_MATERIAL FOR THIS TASK_:
## begin

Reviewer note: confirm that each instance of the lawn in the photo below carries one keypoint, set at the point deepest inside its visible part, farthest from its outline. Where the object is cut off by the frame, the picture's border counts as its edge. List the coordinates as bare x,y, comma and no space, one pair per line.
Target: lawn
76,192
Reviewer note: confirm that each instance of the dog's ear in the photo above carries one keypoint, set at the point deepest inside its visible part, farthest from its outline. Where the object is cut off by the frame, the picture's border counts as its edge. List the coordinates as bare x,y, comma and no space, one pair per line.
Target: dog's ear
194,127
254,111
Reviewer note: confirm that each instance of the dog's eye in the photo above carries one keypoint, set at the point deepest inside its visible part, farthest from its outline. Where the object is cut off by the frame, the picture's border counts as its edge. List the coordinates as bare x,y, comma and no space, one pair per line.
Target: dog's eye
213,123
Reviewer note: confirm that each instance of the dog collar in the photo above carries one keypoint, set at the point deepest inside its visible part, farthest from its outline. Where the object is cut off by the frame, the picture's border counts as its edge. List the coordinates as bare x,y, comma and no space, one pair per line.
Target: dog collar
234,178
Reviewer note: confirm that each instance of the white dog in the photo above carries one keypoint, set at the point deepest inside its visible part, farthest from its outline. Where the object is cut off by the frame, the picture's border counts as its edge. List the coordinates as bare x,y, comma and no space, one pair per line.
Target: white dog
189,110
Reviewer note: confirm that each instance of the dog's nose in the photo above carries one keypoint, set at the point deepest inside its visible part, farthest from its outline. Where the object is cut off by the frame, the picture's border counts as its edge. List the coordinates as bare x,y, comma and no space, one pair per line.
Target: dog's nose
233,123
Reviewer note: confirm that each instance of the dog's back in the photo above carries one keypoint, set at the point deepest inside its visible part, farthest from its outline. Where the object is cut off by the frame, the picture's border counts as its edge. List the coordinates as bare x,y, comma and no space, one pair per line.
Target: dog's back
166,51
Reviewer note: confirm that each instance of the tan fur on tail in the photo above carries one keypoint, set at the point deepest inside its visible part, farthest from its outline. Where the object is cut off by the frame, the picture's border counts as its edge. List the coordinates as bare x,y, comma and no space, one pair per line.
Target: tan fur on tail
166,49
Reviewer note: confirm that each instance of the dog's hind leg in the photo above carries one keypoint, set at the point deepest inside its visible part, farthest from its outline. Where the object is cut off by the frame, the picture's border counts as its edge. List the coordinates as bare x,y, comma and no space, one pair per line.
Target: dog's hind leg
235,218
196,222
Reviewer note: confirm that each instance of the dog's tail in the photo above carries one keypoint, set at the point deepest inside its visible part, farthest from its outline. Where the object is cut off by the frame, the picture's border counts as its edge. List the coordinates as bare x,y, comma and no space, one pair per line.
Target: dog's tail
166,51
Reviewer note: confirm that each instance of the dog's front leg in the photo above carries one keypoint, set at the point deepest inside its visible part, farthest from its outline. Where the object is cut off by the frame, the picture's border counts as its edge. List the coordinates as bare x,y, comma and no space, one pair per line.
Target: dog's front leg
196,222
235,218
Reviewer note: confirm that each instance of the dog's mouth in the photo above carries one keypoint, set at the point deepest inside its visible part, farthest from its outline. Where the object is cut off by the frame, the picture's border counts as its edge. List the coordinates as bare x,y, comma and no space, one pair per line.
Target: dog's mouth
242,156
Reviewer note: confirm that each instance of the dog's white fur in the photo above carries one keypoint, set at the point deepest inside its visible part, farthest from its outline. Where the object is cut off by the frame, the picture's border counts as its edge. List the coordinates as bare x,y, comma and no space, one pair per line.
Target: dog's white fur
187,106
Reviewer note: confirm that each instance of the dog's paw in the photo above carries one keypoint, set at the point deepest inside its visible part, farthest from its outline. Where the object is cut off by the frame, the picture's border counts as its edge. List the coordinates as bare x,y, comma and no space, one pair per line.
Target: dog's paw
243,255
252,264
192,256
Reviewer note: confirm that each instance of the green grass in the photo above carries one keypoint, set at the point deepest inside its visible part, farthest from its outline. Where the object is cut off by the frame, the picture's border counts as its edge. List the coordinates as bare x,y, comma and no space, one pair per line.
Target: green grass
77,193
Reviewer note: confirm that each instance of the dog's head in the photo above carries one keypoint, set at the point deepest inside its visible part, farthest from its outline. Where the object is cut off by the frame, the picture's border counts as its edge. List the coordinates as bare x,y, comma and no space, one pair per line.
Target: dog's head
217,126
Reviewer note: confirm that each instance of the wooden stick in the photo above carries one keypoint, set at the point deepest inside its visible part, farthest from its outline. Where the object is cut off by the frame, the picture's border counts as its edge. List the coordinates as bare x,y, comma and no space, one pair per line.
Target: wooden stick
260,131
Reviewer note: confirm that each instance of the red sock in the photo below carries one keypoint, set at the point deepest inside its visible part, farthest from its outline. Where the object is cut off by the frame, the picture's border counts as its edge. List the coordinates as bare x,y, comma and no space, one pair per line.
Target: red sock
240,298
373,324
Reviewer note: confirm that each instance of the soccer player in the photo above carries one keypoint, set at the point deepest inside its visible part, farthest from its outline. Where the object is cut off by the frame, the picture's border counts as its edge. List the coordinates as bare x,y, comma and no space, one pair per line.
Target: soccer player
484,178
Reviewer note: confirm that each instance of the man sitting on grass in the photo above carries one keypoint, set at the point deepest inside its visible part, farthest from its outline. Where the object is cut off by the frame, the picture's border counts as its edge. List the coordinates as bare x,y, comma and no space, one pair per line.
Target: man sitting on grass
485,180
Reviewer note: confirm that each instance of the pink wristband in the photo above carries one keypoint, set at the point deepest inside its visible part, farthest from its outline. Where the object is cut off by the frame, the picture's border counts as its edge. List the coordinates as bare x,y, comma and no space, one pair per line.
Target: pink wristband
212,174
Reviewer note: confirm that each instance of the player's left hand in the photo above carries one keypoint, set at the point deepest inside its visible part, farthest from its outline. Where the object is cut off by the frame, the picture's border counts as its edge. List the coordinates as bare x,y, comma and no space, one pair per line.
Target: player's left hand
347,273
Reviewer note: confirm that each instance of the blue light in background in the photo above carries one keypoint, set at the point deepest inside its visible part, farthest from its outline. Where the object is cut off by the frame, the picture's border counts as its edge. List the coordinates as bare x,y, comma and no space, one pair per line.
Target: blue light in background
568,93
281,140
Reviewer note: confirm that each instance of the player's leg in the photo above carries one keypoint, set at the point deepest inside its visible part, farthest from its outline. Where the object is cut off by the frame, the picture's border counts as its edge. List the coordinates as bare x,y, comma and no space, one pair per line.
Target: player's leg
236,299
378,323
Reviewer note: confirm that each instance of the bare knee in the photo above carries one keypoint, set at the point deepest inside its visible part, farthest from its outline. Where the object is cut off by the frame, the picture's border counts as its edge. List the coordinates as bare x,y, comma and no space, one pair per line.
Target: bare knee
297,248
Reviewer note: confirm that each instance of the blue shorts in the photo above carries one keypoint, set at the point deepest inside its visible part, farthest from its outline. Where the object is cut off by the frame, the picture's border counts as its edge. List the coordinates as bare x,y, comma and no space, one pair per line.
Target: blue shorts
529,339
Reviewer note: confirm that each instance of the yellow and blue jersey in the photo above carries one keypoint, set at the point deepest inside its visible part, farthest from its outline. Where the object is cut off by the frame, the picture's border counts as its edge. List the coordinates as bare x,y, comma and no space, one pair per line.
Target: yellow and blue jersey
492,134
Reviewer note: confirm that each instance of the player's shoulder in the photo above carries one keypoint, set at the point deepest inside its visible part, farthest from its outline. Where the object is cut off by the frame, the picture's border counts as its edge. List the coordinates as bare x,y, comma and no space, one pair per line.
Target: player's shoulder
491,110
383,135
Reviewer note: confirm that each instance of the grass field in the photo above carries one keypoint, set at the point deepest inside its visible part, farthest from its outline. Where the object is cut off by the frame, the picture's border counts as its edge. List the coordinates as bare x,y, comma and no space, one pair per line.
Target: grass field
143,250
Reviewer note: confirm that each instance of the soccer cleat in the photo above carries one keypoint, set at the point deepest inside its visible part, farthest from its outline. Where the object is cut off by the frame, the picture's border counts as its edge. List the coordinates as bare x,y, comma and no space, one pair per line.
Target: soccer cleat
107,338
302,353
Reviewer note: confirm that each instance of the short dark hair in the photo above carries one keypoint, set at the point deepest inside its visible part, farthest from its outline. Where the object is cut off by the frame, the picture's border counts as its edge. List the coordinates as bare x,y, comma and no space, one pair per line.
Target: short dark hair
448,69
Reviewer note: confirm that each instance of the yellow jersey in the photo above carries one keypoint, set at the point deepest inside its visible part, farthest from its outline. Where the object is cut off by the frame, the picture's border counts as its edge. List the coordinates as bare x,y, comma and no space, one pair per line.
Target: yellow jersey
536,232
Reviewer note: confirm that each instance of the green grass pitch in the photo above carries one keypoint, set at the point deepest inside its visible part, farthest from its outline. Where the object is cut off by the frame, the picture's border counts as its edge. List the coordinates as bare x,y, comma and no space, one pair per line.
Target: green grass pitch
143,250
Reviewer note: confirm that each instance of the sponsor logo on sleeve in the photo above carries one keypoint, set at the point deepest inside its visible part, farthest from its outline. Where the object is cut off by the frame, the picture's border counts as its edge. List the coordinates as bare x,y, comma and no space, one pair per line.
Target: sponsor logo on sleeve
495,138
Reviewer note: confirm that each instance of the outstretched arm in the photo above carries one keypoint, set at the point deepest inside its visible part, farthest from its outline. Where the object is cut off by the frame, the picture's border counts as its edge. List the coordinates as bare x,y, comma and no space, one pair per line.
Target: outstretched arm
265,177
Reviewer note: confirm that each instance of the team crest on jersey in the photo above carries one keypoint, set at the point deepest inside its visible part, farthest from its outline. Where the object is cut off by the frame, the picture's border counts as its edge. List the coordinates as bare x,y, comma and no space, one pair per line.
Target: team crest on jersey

## end

Reproduce the data word for word from the line containing "Reviewer note: confirm that each instance of the team" through the end of the data, including that first line.

_SOLUTION TO THE PROBLEM_:
Reviewer note: confirm that each instance of the team crest on jersey in the photo above carries one keypoint, set at the point deepest inside its visible part, farthest from its outline. Where the object is cut off by the frame, the picture's border counts as its edge. List the coordinates as bare x,y, comma and no space, one pair per line.
Target: team crest on jersey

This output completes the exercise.